**COMPLETE THE FOLLOWING:**
- a) In the text on AI workflow tools, what does ElevenLabs Reader turn any URL into?
- b) Carry on the text on AI workflow tools from the point where it stops.

== READING PASSAGE

A few tools that don’t need a full section but have earned a place in my workflow:

Notion AI does solid meeting note summaries and its deep research feature occasionally surfaces things I wouldn’t find through manual searching. Not life-changing, but consistently useful.

ElevenLabs Reader converts any URL into natural-sounding audio. I use it when I’m exercising or walking. I listened to Google DeepMind’s entire “Welcome to the Era of Experience” paper this way. A 30+ page research paper, consumed on a run.

Poe is how I access all the state-of-the-art models (Nano Banana 2, Claude 4.6 Sonnet, GPT-5.4) without managing a dozen accounts and API keys. I build a lot of small AI apps on my own time, and being able to switch between models via one API key without juggling multiple platforms saves real friction. Disclaimer: I work at Quora, which builds Poe.

alphaxiv is where I read AI papers now. It layers AI tools on top of arXiv: a built-in LLM assistant that lets you chat with any paper, ai-generated blog post based on paper, and fast similar-paper discovery.

====
== RECORDED DATA

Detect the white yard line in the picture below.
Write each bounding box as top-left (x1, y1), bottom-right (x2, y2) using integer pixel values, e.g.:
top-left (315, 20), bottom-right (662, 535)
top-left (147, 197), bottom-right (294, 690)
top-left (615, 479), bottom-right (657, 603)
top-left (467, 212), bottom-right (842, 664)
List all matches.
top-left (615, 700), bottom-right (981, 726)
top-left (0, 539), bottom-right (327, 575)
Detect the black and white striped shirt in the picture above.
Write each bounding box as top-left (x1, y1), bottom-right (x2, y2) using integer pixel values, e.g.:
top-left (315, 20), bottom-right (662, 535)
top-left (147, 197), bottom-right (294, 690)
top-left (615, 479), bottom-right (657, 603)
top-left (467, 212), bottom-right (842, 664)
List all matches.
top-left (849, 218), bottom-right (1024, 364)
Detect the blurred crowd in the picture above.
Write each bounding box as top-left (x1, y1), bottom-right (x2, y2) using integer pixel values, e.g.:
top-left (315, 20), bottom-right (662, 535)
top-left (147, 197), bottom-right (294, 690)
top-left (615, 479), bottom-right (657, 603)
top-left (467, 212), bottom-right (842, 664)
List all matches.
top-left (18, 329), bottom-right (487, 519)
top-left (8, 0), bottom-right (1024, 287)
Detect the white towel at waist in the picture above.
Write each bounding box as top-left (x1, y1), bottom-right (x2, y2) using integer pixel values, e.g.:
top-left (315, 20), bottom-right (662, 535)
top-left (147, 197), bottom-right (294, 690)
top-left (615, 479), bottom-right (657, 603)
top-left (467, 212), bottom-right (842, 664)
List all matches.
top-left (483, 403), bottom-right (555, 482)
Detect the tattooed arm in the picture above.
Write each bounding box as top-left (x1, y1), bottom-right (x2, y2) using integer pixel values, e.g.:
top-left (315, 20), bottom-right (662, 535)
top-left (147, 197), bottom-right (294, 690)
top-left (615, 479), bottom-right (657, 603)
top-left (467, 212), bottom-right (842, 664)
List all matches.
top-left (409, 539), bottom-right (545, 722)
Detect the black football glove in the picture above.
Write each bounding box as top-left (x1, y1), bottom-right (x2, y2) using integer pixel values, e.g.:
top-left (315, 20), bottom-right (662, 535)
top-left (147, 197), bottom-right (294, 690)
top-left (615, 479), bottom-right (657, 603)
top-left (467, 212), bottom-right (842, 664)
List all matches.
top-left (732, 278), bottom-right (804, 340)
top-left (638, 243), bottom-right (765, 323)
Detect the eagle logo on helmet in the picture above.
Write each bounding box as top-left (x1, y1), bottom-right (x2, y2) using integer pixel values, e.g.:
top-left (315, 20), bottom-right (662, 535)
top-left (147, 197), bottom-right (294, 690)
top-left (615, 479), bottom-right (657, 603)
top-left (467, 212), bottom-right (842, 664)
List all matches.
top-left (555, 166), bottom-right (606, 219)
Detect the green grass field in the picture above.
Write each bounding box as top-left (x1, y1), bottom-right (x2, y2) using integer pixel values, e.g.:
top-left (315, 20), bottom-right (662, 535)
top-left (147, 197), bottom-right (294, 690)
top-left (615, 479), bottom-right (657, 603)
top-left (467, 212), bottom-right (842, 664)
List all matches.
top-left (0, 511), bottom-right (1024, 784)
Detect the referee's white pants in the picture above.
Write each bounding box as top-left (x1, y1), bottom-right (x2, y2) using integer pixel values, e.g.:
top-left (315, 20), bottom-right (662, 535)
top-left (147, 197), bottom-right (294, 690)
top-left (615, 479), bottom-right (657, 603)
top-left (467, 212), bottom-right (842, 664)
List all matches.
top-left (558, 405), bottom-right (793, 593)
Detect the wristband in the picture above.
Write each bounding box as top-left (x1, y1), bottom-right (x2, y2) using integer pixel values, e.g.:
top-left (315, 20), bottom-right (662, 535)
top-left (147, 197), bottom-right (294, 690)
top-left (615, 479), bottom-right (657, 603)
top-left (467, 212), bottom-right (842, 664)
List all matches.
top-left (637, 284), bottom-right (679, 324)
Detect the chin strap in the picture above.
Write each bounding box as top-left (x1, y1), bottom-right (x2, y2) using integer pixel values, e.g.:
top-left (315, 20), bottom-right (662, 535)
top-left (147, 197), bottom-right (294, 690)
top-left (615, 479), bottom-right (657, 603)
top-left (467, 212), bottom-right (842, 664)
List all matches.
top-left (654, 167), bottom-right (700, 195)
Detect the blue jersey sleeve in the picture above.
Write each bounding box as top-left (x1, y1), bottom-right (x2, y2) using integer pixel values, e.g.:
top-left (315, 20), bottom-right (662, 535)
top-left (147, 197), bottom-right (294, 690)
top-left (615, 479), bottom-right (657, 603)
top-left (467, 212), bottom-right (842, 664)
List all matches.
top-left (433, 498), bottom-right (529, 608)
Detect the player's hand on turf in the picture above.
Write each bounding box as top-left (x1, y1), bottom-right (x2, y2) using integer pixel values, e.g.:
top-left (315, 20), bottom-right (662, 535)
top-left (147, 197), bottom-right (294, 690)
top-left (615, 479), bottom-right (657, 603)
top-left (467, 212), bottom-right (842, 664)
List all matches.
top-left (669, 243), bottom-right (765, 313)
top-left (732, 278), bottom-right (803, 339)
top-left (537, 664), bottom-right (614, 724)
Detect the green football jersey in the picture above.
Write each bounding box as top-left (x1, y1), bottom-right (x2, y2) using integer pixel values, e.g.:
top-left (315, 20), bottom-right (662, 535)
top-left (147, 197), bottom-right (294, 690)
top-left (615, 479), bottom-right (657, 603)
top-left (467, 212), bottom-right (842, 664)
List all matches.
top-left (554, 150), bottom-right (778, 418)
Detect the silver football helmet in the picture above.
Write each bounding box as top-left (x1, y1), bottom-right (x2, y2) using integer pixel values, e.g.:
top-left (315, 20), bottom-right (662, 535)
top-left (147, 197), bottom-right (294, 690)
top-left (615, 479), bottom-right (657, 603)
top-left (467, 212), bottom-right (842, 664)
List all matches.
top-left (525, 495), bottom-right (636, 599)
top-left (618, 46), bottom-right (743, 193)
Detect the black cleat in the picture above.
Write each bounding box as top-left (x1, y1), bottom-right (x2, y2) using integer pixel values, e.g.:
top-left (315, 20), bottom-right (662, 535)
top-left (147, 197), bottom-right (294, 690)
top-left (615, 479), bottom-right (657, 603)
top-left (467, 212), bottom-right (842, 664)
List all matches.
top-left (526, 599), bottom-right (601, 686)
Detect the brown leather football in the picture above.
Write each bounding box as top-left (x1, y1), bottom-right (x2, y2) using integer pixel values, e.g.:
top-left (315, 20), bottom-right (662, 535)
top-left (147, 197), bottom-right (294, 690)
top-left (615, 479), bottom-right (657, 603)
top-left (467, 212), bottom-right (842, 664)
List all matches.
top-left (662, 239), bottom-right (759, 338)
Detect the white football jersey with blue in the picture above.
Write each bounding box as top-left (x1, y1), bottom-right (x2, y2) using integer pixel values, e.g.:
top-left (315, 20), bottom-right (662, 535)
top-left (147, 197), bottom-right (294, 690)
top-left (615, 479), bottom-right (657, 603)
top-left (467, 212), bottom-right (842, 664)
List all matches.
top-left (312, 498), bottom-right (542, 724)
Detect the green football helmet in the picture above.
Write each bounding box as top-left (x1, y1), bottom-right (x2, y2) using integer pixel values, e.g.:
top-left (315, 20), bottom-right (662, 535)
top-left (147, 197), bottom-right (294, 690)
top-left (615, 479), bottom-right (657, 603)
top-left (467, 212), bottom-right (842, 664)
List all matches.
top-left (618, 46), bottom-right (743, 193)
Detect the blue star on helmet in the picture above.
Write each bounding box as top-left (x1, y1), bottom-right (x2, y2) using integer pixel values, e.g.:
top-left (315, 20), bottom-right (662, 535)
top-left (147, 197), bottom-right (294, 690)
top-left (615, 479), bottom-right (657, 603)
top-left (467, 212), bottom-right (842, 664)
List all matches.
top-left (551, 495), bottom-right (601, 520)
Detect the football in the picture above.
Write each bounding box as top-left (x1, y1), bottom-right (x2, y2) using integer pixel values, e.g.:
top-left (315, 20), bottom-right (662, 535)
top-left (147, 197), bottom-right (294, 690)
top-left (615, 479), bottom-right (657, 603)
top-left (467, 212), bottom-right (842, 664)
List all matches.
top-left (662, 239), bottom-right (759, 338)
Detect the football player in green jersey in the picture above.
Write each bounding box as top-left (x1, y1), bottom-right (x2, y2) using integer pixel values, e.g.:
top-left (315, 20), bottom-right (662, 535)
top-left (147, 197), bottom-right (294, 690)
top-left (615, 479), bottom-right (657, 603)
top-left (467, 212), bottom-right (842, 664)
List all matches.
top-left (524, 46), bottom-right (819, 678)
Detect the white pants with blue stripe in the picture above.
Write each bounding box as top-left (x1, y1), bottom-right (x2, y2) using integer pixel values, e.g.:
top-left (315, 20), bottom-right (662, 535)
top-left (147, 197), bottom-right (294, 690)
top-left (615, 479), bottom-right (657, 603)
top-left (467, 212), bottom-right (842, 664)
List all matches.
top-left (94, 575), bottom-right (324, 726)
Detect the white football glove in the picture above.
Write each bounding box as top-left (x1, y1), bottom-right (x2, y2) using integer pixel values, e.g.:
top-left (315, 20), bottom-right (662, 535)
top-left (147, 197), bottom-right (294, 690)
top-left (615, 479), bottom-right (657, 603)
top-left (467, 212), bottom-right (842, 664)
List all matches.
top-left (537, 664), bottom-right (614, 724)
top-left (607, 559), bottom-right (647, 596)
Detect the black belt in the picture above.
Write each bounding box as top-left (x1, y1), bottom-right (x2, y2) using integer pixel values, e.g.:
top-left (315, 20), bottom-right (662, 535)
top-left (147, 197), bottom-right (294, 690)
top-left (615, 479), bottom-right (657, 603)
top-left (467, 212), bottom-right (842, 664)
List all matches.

====

**YOUR WRITTEN ANSWERS:**
- a) Natural-sounding audio.

- b)
The next frontier isn’t just better code generation. It’s better human-in-the-loop workflow design. How do you write specs agents can follow? How do you review systems instead of lines? How do you keep velocity high without losing maintainability?

That’s the layer I’m most interested in now. This stack is just my current, partial answer to that problem.

If your workflow solves these bottlenecks differently, I want to hear about it. You can find me on LinkedIn.

Appendix: What Fell Out of My Stack

This section will probably change the fastest. I want to revisit it every few months and see what comes back.

IDEs

Cursor. I was a fan until April 2025, when I went all-in on Claude Code for agentic coding. Cursor has since shipped great features (bug bots, code review), but the dev community around me at Poe and in the broader SF AI circles had already migrated to CLI agents. The switching cost wasn’t justified by incremental GUI features. I still occasionally open Cursor as an IDE to browse files other agents touched. This blog post was typed in Cursor, ironically.

Google Antigravity. A lot of hype when it launched in November 2025, but I kept getting throttled on LLM requests. The experience wasn’t differentiated enough from Claude Code or Codex. I could see myself revisiting it if I were deeper in the Google ecosystem.

Warp. Once a great terminal, now pivoted into a terminal-based agentic environment. They’ve been marketing hard around their Terminal-Bench #1 ranking (52% task completion), but benchmarks for terminal agent tasks don’t really map to my daily workflow. I care about how well an agent handles a real feature in my codebase, not whether it can untangle mangled Python dependencies in an isolated test. Hard to justify another subscription when Conductor and the Codex macOS app exist.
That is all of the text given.